- **Text excerpt**
════════════════

With an eye on the food allergy community as a unique group of consumers since 2008, we're on a quest to find and share ways to continue enjoying the good things in life.


11 February 2009

The "In" Table

Those of you with food allergic children, has this ever happened to you? I overheard my non-allergic son, age 8, trying to persuade his peanut allergic younger brother to let him borrow a Medicalert bracelet so he could sit at the peanut allergy table at lunch. The 5 year old, being a very agreeable sort, was more than happy to lend a bracelet. I had to explain to the 8 year old that the teachers and aides know who has peanut and nut allergies and that he would not be able to fool them by wearing a "peanut bracelet". He wanted desperately to sit with some friends who have nut allergies, but each allergic child at the peanut allergy table can select only one non-allergic friend. The peanut allergy table accommodates abut 16 children in total; that is only enough room for 8 allergic children and 8 friends. (There are about 450 students in the school, and three lunch periods.) That makes the non-allergic seats highly desirable. If you're fortunate enough to have more than one friend, this could make lunchtime seating arrangements challenging...and almost political!

I have read that some towns completely eliminate the nut and peanut containing foods sold by the cafeteria, especially peanut butter sandwiches, to prevent cross-contamination and other related problems in school cafeterias. In those towns, children who wish to bring peanut butter sandwiches from home are still able to do so, only "hot lunch" is more allergy friendly. This makes it possible for many of the allergic children to sit with any of their friends who buy "hot lunch". What a forward thinking concept! Our school has not reached this point yet, actually finding ways to include the food allergic children. In some ways, however, the school is pretty progressive--we have a disabilities awareness curriculum for grades 3 to 5, and they are having a few "talks" about asthma and diabetes this year. Maybe next year they can include food allergies in the disabilities awareness program--since there's literally a file cabinet full of epi-pens in the nurse's office--and we can start talking about how to better include children with food allergies in the school community.

6 comments:

Nowheymama said...

Our daughter and her nut-allergic friend have designated desks that are pushed up to the ends of the rectangular lunch tables during their lunch period. They get to sit with their friends, but they don't have to worry about spills on the tables from the previous lunch period.

Jennifer B said...

That sounds like a good system. It's interesting how many different ways schools or parents have come up with to be inclusive and also protect the kids.

I thought it was odd that my non-allergic son was trying to feign an allergy to sit a the peanut allergy table. Usually, I hear of allergic kids sitting alone. Here, they're competing to see who gets "chosen"!

Ruth Smith said...

════════════════

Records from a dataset
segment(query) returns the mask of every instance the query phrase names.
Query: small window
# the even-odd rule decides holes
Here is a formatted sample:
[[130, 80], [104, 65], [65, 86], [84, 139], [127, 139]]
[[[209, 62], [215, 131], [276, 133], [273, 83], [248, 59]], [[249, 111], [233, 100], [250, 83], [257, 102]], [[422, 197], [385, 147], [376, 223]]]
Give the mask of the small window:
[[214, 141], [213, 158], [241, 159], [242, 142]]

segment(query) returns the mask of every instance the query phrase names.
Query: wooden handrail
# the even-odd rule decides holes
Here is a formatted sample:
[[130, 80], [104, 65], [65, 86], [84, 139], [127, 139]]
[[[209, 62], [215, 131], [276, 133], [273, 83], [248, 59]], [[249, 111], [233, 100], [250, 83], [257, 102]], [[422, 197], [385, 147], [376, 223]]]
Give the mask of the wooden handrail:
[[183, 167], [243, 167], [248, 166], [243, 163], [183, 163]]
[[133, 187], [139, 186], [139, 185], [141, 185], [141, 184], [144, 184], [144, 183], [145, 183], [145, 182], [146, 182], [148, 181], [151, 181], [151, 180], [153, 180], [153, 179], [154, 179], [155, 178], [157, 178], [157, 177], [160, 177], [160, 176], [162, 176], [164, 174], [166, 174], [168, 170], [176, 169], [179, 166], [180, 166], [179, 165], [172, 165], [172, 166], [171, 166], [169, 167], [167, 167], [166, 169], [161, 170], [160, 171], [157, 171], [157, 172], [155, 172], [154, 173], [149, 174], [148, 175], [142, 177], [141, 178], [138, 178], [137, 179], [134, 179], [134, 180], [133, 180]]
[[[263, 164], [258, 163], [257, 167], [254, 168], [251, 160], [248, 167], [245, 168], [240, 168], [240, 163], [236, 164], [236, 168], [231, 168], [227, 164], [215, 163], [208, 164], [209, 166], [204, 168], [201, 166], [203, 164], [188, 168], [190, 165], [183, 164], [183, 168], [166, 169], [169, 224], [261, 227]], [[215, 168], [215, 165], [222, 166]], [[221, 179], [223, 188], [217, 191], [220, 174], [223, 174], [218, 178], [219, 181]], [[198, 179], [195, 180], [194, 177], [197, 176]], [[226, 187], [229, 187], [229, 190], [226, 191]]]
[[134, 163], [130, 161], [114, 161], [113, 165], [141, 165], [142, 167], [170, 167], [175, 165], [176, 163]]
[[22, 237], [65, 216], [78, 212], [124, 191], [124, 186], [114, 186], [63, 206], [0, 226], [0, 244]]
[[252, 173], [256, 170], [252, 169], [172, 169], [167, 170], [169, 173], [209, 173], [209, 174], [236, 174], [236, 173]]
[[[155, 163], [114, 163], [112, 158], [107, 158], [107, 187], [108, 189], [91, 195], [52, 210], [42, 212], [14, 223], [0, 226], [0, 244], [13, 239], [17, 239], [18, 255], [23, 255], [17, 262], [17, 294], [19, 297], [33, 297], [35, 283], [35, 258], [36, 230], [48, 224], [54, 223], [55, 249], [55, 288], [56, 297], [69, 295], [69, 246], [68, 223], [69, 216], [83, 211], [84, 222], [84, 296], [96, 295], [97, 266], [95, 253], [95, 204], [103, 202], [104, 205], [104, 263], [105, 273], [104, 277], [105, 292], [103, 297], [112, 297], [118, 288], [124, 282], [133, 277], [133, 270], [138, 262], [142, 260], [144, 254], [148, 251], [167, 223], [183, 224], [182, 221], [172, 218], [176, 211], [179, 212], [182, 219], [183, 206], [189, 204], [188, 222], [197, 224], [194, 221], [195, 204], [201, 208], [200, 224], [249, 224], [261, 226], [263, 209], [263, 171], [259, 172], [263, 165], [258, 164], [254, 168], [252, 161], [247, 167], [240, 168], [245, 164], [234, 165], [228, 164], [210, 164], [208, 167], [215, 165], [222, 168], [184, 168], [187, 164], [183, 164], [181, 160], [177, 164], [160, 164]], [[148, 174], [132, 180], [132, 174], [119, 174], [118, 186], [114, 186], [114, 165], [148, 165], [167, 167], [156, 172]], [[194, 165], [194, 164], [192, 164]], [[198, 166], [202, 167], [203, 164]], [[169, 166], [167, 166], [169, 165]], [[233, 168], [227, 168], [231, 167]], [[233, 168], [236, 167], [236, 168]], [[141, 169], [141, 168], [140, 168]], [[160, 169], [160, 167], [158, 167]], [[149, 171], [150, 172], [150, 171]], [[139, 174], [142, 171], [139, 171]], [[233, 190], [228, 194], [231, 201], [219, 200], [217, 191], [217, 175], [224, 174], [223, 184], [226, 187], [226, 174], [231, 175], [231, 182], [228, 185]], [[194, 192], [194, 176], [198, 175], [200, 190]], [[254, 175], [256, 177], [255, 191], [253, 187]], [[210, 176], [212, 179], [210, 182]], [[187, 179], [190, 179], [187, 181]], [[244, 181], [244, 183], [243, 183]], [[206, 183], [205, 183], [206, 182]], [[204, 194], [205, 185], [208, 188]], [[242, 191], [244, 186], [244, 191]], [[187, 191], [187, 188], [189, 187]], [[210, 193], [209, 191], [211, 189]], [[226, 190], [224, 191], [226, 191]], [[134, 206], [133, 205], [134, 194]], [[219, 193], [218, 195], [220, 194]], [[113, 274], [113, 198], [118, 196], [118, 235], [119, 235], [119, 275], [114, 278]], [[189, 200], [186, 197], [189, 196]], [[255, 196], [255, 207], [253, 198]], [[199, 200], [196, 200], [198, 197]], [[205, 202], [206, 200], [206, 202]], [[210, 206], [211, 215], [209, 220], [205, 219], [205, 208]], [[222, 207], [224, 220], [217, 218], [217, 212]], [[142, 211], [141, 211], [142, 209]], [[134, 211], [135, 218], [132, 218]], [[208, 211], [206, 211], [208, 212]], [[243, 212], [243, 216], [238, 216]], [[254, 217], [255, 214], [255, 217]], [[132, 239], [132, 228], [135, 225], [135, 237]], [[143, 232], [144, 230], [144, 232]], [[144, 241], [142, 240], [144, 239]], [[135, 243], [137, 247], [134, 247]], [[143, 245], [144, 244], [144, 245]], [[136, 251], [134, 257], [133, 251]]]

════════════════

- **What you will do**
**1.** Which commenter names appear in the blog post about the peanut allergy lunch table?
**2.** Supply what comes next in the blog post about the peanut allergy lunch table, starting after its last line.
These records have no connection to the text.

- **Task-by-task answers**
**1.** Nowheymama, Jennifer B, Ruth Smith

**2.**
Thanks Jennifer for bringing attention to this issue. My K son had the opposite problem in that there were no children with FA during his lunch period. He was at the table alone. We worked out an arrangement with the school so that he now sits at the regular table on the end (it's a rectangle) with a friend across from and next to with nut free lunches or hot lunches that happen to be nut free at our school. The caf staff wash the table (as far as I know) before he sits there. No reactions this year thus far and he gets to sit with his classmates.

Jennifer B said...

It's awful to be isolated! I am glad the school helped find something that works. Your son must be much happier eating with friends. Our allergic population is getting to be so large in our town, they're going to need a whole allergy section before you know it.

Jenny said...

Jennifer, you'd be a great person to suggest a food allergy addition to the asthma/diabetes/health curriculum at your son's school. Will you let us know if you make any headway?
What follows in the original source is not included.